● **READING TEXT**
Segment Open

Single by Big Audio Dynamite

from the album No. 10, Upping St.
- Released: October 1986
- Studio: Trident One (London)
- Genre: Alternative dance
- Length: 5:26
- Label: CBS
- Songwriter(s): Mick Jones; Don Letts;
- Producer(s): Joe Strummer; Mick Jones;

Big Audio Dynamite singles chronology
| "Medicine Show" (1986) | "C'mon Every Beatbox" (1986) | "V. Thirteen" (1987) |

Music video
- "C'mon Every Beatbox" on YouTube

= C'mon Every Beatbox =

"C'mon Every Beatbox" is a song by the English alternative dance band Big Audio Dynamite, released as both a 7" and 12" single from their second studio album, No. 10, Upping St. (1986). Written by Mick Jones and Don Letts, "C'mon Every Beatbox" was released as the lead single from the album, peaking at No. 51 on the UK singles chart, and No. 19 on Billboard's Dance Club Songs. The single features the non-album track, "Badrock City" as its B-side, which was later included as a bonus track on the US CD of the No. 10, Upping St. album.

Segment Closed

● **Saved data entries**
Segment Open

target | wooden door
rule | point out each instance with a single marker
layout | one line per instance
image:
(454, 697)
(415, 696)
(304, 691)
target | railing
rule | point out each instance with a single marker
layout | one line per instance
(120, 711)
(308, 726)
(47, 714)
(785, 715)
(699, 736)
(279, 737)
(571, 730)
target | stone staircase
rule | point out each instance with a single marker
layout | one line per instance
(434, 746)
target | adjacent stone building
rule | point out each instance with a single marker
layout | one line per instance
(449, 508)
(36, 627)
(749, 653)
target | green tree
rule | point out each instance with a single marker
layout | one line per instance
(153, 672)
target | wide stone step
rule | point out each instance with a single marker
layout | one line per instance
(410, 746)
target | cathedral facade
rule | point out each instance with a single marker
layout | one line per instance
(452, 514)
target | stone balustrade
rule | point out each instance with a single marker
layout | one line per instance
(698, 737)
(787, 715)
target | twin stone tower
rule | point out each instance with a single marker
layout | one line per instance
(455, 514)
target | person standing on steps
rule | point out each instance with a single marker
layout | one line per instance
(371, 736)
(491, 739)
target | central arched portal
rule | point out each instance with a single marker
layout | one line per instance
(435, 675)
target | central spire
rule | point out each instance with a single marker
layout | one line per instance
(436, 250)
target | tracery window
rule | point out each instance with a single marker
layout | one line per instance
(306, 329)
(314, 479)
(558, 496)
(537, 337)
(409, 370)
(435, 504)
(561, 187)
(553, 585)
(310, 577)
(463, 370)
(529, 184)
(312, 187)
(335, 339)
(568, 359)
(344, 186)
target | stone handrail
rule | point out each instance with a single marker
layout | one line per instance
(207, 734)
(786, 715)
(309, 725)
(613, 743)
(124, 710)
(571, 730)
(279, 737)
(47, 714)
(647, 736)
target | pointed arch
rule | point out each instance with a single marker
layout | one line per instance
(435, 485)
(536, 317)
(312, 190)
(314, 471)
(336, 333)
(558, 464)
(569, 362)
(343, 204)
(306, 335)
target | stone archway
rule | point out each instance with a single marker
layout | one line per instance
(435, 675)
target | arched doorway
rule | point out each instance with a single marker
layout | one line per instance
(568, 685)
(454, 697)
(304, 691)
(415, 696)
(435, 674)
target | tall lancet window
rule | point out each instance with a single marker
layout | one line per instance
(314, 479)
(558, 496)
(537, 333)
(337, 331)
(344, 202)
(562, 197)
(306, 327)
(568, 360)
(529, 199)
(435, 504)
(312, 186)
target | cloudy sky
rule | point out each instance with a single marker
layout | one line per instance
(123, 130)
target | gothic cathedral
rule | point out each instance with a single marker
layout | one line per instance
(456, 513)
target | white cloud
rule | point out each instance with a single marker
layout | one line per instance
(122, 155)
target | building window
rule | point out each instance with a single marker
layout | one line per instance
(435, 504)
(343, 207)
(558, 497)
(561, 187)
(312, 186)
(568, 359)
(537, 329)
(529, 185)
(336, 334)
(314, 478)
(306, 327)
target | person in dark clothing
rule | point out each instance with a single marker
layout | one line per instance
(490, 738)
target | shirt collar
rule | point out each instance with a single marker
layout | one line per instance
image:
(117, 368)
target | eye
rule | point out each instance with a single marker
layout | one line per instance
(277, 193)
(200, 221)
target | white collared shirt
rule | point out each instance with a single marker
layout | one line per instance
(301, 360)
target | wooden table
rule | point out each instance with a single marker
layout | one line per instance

Segment Closed

● **WHAT THIS EXERCISE ASKS**
1. Translate this sentence from the Big Audio Dynamite text into Spanish: "The single features the non-album track, "Badrock City" as its B-side, which was later included as a bonus track on the US CD of the No. 10, Upping St. album."
2. Return the passage of the Big Audio Dynamite text from "Big Audio Dynamite singles" up to and including "Upping St. album.", copied word for word.

● **ANSWERS TO THE EXERCISE**
1. El sencillo incluye la canción que no forma parte del álbum, "Badrock City", como lado B, la cual se incluyó más tarde como pista adicional en el CD estadounidense del álbum No. 10, Upping St.

2.
Big Audio Dynamite singles chronology
| "Medicine Show" (1986) | "C'mon Every Beatbox" (1986) | "V. Thirteen" (1987) |

Music video
- "C'mon Every Beatbox" on YouTube

= C'mon Every Beatbox =

"C'mon Every Beatbox" is a song by the English alternative dance band Big Audio Dynamite, released as both a 7" and 12" single from their second studio album, No. 10, Upping St. (1986). Written by Mick Jones and Don Letts, "C'mon Every Beatbox" was released as the lead single from the album, peaking at No. 51 on the UK singles chart, and No. 19 on Billboard's Dance Club Songs. The single features the non-album track, "Badrock City" as its B-side, which was later included as a bonus track on the US CD of the No. 10, Upping St. album.